Article provided by CWRU Athletics. Read the article on their site.
Former Case Western Reserve University student-athlete Cassandra Laios has been selected to receive the NCAA Today’s Top-10 Award, one of the most prestigious honors awarded by the NCAA each year.
The award recognizes former student-athletes for their successes on the field, in the classroom and in the community. The 10 recipients this year, selected from all three NCAA divisions, completed their athletics eligibility during the 2018-19 academic year and will be recognized at the Honors Celebration Wednesday, Jan. 22, in Anaheim, California.
The NCAA Today’s Top 10 Award has been presented annually since 1973, with past winners including numerous student-athletes that would go on to become household names, such as Archie Griffin, John Elway, Steve Young, Cheryl Miller, David Robinson, Drew Brees and Dak Prescott, among others.

● Exercise instructions:
1. Print the portion of the Top-10 Award article between "The award recognizes" and "in Anaheim, California.", inclusive.
2. According to the Top-10 Award article, for what does the NCAA Today's Top-10 Award recognize its recipients? Respond in one to three sentences.
3. Continue the Top-10 Award article from the point at which it ends.
The lines that come next bear no relation to the Top-10 Award article.

● Data:
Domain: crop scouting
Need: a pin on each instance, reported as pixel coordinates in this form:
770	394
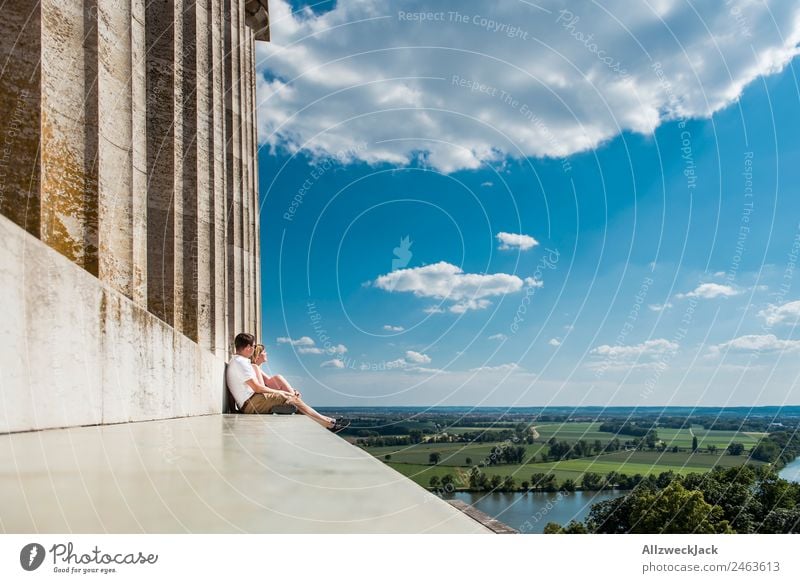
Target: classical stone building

● Written answers:
1.
The award recognizes former student-athletes for their successes on the field, in the classroom and in the community. The 10 recipients this year, selected from all three NCAA divisions, completed their athletics eligibility during the 2018-19 academic year and will be recognized at the Honors Celebration Wednesday, Jan. 22, in Anaheim, California.

2. The award recognizes former student-athletes for their successes on the field, in the classroom and in the community.

3.
Laios completed her standout athletic career at Case Western Reserve in the spring of 2019, capping off her time at the university by winning the NCAA Division III Women’s Outdoor Track and Field Hammer Throw Championship to become the 15th NCAA Champion in the history of CWRU athletics. It was one of three all-America honors she claimed during her senior year, also securing the award in the outdoor discus and the indoor weight throw. Laios was also selected as the USTFCCCA Great Lakes Region Field Athlete of the Year, and has been named the UAA Most Outstanding Performer in Field Events four times over her career, including both the indoor and outdoor campaigns in 2019.
She left CWRU as the program record holder in the indoor shot put (14.09m) and weight throw (18.05m) and the outdoor shot put (14.20m), discus (45.11m) and hammer (56.34m).
Laios’ athletic accomplishments during her final year of competition came despite missing the NCAA Championships during the 2018 indoor and outdoor seasons, after suffering a season-ending injury just prior to the UAA Indoor Championship meet, despite being on a trajectory to qualify for both national competitions. Laios persevered and returned as a graduate student, eventually reaching the pinnacle of her event at the DIII level in the spring.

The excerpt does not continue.